[SEITENAUSZUG]:
· · · · · · ·

Rezension

Guter Erfahrungsbericht, könnte emotionaler sein

Der 47. Puzzlestein
von Carola Seifert

Bewertet mit 4 Sternen

Das Buch:
Das Buch ist ein Taschenbuch aus dem Lumpacius Verlag. Hier wird besonders auf unweltfreundliche Herstellung geachtet. Nach dem Lesen sieht das Buch aus wie neu (ich binde meine Taschenbücher alle vor dem Lesen in Buchfolie ein - wie es sonst aussieht, kann ich nicht beurteilen). Keine Knicke oder Leserillen - so sieht es auch im Regal super aus - oder kann neuwertig weitergegeben oder getauscht werden. Das Papier ist ausreichend dick und glatt und kann gut geblättert werden.

· · · · · · ·

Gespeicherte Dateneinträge
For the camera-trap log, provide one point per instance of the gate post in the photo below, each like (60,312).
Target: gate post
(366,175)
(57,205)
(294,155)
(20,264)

· · · · · · ·

[ARBEITSAUFTRAG 1]: Fasse die Rezension bitte in zwei Sätzen zusammen.
[ARBEITSAUFTRAG 2]: In welchem Verlag ist das Taschenbuch laut der Rezension erschienen?

[ANTWORTFELD 1]: Die Rezension bewertet „Der 47. Puzzlestein“ von Carola Seifert mit 4 Sternen und beschreibt das Buch als Taschenbuch aus dem Lumpacius Verlag, der besonders auf eine umweltschonende Herstellung achtet. Nach dem Lesen sieht das in Buchfolie eingebundene Exemplar wie neu aus, ohne Knicke oder Leserillen, und das Papier ist ausreichend dick, glatt und gut zu blättern.

[ANTWORTFELD 2]: Im Lumpacius Verlag.